▶ [SHORT TASK] Copy each of the following records word for word, with no changes.
>> START
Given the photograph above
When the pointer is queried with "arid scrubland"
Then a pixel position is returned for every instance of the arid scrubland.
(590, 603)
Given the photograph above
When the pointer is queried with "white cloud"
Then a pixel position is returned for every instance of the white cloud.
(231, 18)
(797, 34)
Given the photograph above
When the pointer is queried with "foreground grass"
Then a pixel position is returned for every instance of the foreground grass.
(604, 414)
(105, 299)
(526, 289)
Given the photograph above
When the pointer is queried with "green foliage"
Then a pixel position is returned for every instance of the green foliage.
>> END
▶ [FINAL RESULT]
Given the photograph above
When the pointer is queried with "arid scrubland"
Then a pixel position is returned for every instance of the arid scrubland.
(590, 603)
Given the photograph above
When the pointer is queried with "white cloud"
Then a pixel position is returned for every instance of the white cloud.
(231, 18)
(797, 34)
Given the photograph above
When the pointer is queried with "foreground grass"
Then a pixel position is returned for every instance of the foreground grass.
(604, 414)
(105, 299)
(526, 289)
Given the photograph above
When the pointer is queried with "green foliage"
Then a pixel position is returned for every instance of the green foliage.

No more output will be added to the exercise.